(Requirement) Continue the page on feature engineering, picking up right after its final sentence.

(Reading text)
╔══

What is feature engineering in machine learning?

Feature engineering is the process of using domain knowledge to transform raw data into features that better represent the underlying patterns, making machine learning algorithms perform better. It includes creating new features, transforming existing ones, selecting the most informative ones, and handling missing or incorrect values.

What is the difference between normalisation and standardisation?

Normalisation (Min-Max Scaling) scales features to a fixed range, usually [0, 1]: x_norm = (x - x_min) / (x_max - x_min). Standardisation (Z-score scaling) transforms features to have mean = 0 and standard deviation = 1: x_std = (x - mean) / std. Use normalisation when you need bounded values (e.g., neural networks with sigmoid). Use standardisation when the algorithm assumes normally distributed features (e.g., SVM, PCA, Logistic Regression).

Feature Engineering

Techniques Every ML Student Should Know

Last Updated: March 2026

📌 Key Takeaways

Definition: Feature engineering is transforming raw data into better inputs for ML models — the step that often makes the biggest difference in model performance.
Key techniques: Feature scaling, encoding categoricals, polynomial features, binning, feature selection, handling missing values, creating interaction features.
“Garbage in, garbage out” — no algorithm can compensate for poorly prepared features.
Always scale features for: SVM, KNN, Logistic Regression, PCA, Neural Networks, and K-Means.

╚══

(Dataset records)
╔══

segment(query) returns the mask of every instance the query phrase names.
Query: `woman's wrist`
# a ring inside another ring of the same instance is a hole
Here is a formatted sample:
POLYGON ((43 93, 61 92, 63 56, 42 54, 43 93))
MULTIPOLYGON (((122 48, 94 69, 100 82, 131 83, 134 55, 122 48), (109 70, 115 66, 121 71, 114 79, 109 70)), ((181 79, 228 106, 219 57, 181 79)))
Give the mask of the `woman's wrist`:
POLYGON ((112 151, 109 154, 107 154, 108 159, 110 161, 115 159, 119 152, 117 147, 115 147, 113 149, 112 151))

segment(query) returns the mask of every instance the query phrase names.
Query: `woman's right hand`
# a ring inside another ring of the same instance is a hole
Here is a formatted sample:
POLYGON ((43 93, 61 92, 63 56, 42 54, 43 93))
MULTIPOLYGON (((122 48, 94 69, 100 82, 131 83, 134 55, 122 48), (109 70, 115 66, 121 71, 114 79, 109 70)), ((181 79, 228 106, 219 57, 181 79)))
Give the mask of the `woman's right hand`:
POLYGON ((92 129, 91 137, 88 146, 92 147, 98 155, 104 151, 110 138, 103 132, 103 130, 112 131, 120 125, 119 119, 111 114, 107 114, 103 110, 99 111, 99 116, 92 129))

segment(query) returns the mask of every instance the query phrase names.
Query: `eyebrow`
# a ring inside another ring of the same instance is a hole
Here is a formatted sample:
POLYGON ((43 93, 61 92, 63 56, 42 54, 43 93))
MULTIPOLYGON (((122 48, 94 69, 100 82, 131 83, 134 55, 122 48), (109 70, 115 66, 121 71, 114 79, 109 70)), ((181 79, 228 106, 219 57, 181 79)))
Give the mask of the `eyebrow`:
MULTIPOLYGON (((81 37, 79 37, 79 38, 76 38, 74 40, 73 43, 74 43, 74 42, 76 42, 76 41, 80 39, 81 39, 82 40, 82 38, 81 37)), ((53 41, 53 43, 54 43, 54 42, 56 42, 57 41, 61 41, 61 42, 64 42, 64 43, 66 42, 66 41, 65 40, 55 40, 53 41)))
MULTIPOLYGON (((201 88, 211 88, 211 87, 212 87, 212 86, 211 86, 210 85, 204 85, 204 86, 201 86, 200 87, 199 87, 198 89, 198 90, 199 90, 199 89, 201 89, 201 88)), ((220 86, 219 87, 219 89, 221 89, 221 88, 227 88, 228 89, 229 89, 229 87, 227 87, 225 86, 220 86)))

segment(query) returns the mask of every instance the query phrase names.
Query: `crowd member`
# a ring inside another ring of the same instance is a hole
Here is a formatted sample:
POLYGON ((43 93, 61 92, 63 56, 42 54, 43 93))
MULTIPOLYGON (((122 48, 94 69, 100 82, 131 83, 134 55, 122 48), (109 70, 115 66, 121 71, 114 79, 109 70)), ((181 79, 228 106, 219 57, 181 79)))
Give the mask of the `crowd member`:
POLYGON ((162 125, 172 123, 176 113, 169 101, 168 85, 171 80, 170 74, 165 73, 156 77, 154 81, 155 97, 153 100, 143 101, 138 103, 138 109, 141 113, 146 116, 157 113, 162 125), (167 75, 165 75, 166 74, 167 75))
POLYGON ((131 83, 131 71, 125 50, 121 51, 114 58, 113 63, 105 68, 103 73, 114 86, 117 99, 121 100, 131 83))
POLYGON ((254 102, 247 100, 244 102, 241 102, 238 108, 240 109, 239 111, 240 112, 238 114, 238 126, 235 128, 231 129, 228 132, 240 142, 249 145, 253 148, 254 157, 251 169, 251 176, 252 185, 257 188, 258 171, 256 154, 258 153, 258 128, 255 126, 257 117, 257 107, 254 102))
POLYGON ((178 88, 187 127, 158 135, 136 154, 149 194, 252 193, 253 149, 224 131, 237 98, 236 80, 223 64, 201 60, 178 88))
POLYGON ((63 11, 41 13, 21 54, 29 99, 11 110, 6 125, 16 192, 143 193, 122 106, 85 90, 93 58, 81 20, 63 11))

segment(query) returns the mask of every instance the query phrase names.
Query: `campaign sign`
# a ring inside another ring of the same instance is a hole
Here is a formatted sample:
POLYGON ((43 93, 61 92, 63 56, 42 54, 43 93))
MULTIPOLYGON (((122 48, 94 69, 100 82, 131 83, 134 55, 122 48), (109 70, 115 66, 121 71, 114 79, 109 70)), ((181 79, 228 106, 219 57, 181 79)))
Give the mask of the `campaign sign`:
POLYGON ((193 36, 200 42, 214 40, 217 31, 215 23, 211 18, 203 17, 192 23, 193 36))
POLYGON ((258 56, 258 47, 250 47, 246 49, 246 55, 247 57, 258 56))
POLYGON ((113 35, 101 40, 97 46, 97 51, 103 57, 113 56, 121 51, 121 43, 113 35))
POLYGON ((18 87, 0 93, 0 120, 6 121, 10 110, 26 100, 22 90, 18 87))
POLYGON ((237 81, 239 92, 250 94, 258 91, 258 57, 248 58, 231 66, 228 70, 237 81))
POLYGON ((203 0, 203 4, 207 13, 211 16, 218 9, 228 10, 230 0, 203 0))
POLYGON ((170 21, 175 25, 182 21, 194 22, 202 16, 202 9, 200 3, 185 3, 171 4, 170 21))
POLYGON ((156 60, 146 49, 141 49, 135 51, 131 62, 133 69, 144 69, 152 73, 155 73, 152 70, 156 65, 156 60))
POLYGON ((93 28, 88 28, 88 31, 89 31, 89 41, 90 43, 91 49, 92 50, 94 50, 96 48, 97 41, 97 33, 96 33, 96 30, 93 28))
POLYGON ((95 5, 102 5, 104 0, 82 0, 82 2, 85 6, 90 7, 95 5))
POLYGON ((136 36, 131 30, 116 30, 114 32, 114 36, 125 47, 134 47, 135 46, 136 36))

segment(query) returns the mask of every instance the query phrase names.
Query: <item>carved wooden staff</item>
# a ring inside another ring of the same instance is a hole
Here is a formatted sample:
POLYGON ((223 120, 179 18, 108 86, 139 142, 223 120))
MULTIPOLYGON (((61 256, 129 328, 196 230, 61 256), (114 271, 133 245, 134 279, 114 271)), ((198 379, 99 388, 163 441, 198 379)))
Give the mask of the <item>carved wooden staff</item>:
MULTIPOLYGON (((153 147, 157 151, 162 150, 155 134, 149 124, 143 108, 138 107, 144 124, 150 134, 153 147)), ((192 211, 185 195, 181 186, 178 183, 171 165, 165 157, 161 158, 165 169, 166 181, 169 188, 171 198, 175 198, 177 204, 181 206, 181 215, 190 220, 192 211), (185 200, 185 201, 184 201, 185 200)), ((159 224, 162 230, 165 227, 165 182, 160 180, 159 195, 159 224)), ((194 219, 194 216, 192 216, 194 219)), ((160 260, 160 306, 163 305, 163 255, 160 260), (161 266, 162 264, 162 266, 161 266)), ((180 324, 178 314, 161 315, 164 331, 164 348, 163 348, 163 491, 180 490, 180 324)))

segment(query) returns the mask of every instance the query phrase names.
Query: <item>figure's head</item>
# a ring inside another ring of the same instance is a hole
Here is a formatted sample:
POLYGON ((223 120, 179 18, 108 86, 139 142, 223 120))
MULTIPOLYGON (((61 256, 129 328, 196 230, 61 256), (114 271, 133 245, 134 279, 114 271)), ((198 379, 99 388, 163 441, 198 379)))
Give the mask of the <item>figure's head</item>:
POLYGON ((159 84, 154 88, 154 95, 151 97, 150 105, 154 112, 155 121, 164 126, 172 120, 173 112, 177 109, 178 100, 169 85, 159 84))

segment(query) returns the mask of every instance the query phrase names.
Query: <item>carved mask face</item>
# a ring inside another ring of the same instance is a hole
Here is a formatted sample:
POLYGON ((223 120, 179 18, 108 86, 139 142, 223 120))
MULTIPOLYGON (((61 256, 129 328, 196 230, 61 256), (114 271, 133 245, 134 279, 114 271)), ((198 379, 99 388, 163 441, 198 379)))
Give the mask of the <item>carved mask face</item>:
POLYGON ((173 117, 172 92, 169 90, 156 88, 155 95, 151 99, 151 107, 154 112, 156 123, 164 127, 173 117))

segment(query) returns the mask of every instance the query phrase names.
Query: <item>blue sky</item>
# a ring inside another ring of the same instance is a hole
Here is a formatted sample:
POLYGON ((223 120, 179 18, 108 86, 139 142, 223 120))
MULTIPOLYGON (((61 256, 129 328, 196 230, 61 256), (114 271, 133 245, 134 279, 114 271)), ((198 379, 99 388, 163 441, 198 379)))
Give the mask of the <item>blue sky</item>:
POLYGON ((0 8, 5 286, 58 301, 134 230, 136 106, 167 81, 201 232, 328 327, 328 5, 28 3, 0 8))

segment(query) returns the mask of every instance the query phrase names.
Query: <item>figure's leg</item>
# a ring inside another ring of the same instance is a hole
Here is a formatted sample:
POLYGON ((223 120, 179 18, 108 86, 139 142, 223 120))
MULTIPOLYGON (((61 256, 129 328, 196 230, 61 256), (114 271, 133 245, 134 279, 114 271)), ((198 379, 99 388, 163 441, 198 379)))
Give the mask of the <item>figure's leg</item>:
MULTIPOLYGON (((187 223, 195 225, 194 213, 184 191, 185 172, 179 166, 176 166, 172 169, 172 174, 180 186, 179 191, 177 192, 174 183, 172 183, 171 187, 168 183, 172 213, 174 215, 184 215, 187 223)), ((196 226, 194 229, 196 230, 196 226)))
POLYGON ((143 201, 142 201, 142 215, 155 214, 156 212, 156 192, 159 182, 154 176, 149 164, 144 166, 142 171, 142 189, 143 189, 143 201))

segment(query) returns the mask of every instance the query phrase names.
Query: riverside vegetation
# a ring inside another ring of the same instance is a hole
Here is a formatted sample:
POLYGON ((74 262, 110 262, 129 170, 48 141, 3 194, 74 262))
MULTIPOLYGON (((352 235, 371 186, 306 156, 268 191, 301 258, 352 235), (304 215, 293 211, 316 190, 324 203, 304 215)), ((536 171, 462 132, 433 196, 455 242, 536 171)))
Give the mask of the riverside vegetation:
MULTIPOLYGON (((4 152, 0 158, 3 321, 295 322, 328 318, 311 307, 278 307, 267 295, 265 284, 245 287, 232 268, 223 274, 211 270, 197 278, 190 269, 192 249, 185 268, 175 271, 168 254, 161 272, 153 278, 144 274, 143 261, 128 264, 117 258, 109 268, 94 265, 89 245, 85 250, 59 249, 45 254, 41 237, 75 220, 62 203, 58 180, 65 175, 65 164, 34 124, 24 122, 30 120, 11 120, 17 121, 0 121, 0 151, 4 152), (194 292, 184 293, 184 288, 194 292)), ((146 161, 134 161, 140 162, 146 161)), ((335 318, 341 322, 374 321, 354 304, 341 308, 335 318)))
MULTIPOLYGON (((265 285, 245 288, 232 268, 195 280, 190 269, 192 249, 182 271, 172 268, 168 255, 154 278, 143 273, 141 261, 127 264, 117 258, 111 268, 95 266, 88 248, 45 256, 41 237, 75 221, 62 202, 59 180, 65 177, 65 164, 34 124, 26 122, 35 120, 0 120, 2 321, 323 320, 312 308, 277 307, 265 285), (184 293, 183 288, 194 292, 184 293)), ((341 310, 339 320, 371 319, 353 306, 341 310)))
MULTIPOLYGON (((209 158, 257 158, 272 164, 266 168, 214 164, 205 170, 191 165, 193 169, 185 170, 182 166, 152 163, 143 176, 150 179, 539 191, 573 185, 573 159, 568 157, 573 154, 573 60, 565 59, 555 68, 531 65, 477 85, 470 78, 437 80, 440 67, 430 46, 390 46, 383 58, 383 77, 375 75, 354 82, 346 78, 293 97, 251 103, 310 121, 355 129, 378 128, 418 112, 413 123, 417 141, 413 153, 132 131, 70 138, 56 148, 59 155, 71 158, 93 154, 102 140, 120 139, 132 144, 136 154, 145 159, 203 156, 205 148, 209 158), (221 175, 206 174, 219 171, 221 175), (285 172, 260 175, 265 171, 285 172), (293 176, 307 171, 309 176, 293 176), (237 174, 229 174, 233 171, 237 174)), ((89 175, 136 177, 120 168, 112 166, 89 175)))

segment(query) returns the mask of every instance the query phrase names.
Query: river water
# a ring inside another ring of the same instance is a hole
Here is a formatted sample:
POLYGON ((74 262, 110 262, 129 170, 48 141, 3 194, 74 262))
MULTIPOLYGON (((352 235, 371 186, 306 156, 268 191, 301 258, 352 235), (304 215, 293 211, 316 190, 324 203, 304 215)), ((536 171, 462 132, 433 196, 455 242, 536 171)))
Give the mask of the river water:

╚══

(The answer)
Tree-based models (Decision Tree, Random Forest, XGBoost) do NOT require scaling.
Feature engineering is as much art as science — domain knowledge is invaluable.

1. What is Feature Engineering?

Feature engineering is the process of using domain knowledge and data analysis to transform raw data into features (input variables) that make machine learning algorithms work better.

Raw data is rarely in a form that ML algorithms can use directly. Dates need to be converted to useful quantities (day of week, month, days since an event). Text needs to be converted to numbers. Categories need to be encoded. Numerical values need to be scaled. New informative features can be created by combining existing ones.

In practice, feature engineering is often more impactful than algorithm selection. A well-engineered feature set with a simple algorithm typically outperforms a poorly prepared dataset with a sophisticated one. This is why experienced ML practitioners spend 70-80% of their time on data preparation and feature engineering.

2. Feature Scaling — Normalisation vs Standardisation

Many ML algorithms are sensitive to the scale of input features. If one feature has values in thousands (e.g., salary) and another in single digits (e.g., age in years), the large-scale feature will dominate distance calculations and gradient updates.

Normalisation (Min-Max Scaling)

x_norm = (x − x_min) / (x_max − x_min)

Scales features to the range [0, 1]. Sensitive to outliers — one extreme value compresses all other values toward the same end. Use when: features must be bounded (e.g., pixel values, neural networks with sigmoid/tanh activations).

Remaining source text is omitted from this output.